[Collected data]
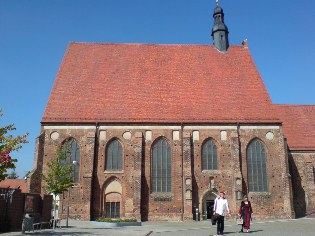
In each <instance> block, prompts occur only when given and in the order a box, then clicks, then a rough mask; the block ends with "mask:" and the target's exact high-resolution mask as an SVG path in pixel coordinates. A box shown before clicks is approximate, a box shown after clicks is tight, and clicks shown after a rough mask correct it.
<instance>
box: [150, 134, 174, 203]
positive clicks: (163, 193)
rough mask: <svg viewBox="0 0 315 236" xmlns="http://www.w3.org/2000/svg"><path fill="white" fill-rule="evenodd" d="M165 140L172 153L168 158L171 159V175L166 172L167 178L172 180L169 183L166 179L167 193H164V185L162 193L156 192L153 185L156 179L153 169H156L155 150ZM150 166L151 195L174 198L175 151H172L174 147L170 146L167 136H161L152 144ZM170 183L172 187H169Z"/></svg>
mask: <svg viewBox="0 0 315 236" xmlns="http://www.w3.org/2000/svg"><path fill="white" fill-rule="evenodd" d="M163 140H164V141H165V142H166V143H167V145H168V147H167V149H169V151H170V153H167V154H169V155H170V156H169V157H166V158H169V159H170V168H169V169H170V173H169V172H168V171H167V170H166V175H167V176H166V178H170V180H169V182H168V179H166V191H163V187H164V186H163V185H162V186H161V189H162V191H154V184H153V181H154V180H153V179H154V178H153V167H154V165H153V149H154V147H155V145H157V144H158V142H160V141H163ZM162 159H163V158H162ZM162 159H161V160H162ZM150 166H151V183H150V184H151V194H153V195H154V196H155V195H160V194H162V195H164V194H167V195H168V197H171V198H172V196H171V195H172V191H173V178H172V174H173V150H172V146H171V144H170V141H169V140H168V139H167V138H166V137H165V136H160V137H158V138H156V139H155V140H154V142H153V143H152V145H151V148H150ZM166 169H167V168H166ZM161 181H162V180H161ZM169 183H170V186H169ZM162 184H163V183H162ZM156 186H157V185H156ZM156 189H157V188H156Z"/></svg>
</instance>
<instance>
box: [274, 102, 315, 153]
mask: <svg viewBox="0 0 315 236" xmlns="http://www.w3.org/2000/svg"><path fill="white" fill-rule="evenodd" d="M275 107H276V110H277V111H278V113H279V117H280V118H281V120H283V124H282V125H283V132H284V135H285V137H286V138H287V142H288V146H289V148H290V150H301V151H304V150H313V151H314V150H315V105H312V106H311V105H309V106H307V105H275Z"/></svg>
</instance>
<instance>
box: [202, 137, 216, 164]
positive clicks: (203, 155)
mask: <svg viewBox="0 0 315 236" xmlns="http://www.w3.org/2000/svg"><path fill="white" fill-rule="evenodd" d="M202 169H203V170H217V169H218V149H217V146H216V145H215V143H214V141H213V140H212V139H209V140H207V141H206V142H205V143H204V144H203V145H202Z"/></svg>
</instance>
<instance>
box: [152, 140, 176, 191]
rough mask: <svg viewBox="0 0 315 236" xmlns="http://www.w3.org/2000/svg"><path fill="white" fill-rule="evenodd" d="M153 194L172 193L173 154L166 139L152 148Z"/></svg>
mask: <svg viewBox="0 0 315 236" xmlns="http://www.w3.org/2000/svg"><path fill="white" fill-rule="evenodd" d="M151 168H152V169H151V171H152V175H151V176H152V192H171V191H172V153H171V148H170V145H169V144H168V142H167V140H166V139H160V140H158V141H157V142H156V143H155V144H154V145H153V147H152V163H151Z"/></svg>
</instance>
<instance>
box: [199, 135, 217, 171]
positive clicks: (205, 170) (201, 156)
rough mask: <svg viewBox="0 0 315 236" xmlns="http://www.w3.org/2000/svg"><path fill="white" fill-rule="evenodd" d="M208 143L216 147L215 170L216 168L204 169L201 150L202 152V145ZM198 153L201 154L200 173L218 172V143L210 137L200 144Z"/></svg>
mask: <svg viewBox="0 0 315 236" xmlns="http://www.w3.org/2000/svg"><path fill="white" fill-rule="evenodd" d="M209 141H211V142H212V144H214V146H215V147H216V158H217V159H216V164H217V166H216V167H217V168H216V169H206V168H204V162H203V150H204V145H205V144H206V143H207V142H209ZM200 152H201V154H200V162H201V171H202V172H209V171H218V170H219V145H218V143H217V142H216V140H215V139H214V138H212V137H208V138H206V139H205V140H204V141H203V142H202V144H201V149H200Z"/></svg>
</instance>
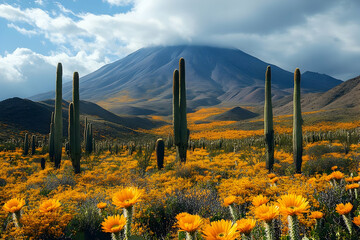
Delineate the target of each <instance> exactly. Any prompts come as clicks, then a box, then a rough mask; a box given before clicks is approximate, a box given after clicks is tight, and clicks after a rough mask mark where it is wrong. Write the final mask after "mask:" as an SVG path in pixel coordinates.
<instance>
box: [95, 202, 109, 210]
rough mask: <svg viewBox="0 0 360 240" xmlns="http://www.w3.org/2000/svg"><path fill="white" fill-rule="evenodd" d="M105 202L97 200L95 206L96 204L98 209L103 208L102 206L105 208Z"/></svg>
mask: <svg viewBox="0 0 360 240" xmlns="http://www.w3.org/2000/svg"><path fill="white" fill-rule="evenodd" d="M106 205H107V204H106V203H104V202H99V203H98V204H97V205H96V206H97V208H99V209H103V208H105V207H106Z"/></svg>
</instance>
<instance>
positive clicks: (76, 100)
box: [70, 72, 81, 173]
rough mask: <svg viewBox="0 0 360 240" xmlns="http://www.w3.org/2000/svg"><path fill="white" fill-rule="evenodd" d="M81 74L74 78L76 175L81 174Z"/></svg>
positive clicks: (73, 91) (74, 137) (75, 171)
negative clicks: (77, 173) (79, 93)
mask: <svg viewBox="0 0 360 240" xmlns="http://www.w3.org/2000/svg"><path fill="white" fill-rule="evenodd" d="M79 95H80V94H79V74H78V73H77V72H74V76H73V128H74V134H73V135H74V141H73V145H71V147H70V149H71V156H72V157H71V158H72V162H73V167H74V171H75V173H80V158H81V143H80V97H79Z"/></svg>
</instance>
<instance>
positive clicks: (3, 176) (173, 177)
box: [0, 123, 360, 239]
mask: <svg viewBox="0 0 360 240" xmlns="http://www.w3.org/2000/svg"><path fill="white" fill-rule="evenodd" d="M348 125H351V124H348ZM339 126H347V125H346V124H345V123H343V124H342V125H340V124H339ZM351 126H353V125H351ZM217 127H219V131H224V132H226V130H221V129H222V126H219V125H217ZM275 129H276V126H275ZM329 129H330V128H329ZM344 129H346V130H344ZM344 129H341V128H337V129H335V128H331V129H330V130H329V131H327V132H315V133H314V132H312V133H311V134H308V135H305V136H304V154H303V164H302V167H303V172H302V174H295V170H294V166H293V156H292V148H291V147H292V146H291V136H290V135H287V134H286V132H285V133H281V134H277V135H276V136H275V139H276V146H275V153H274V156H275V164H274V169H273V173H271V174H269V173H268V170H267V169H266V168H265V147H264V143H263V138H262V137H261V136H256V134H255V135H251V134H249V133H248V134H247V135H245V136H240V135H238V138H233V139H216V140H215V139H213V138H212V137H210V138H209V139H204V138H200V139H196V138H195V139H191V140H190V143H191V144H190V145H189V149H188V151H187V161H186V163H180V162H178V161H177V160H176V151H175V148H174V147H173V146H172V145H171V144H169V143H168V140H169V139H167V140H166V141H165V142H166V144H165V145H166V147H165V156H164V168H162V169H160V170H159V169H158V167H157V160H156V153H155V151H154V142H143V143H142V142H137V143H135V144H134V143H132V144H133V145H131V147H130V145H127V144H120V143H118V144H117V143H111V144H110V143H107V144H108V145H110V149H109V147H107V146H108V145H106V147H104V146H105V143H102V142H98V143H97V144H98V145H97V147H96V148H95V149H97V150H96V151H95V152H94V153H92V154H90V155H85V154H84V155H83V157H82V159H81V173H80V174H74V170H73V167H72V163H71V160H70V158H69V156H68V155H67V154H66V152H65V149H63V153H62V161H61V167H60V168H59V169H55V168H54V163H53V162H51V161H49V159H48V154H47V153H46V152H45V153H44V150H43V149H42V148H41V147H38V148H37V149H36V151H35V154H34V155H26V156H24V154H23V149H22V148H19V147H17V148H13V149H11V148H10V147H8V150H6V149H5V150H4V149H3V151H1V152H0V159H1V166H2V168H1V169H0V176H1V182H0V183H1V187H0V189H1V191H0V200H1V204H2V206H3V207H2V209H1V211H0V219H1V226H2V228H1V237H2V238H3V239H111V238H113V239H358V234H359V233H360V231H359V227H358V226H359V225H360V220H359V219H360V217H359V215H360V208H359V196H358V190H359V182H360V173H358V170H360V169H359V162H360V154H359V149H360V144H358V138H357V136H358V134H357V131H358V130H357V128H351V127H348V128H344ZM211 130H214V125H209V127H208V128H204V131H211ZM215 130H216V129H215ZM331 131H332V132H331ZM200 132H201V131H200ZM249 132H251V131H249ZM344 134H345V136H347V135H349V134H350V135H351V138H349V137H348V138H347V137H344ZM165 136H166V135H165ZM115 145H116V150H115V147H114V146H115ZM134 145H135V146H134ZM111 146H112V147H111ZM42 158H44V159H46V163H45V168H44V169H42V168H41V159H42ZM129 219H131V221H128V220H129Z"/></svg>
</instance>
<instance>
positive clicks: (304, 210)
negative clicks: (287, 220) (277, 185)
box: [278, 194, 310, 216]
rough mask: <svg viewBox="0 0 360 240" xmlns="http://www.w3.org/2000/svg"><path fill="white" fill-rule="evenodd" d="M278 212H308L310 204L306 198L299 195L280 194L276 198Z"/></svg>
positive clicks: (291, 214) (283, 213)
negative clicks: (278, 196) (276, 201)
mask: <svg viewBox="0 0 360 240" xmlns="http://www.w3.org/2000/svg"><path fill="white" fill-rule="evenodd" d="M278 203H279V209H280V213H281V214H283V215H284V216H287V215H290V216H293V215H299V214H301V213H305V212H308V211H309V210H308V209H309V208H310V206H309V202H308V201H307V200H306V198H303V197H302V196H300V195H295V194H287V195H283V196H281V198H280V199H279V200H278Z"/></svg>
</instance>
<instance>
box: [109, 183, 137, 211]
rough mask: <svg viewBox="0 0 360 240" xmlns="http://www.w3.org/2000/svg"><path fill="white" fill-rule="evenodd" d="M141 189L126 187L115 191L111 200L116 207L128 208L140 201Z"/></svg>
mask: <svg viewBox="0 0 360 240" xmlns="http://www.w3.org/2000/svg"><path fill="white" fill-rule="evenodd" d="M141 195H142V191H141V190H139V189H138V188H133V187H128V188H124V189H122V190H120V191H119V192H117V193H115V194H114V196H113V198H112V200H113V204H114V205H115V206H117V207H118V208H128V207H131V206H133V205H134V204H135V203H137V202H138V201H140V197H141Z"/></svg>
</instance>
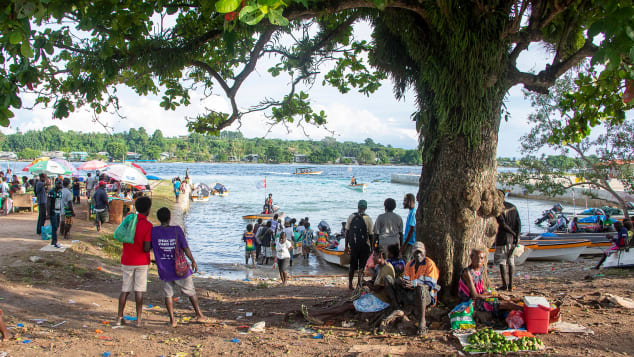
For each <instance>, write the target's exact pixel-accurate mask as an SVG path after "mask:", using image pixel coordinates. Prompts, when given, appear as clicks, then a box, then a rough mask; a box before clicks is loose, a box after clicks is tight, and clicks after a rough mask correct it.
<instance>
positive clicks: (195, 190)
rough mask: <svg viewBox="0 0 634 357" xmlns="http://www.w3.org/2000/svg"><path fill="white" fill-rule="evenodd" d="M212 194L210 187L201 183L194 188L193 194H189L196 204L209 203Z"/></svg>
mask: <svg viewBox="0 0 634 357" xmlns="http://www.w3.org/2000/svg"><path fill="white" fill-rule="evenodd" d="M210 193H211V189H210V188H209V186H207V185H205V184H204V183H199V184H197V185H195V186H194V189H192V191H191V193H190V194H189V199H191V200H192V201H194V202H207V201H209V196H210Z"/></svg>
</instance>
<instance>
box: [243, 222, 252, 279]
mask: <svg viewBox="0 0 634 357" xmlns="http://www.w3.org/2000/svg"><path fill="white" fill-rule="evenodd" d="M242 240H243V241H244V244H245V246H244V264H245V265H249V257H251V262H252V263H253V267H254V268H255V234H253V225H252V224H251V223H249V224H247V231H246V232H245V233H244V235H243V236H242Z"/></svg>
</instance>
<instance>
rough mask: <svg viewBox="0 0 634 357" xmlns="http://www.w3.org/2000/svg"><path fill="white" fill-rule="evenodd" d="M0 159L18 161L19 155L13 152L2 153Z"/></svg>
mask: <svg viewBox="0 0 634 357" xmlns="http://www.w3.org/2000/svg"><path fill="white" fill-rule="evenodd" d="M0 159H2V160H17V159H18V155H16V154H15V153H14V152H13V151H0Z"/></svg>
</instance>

THE PROBLEM: Output the entries from the start through the line containing "positive clicks: (163, 193)" as a Markdown table with columns Row and Line, numbering each line in Row. Skip blank lines and omit the pictures.

REPLY TO THE TASK:
| Row | Line |
|---|---|
| 1 | In each <instance> block, prompts occur only when given and in the order a box, then clicks, then a rough mask; the block ends with "mask:" and the target's exact high-resolution mask as an SVG path in pixel coordinates. A box shown before clicks is approximate, a box shown after clicks is tight, and clicks shown after a rough mask correct it. |
| 2 | <instance> |
| 3 | box: [150, 134, 174, 203] |
| 4 | positive clicks: (163, 193) |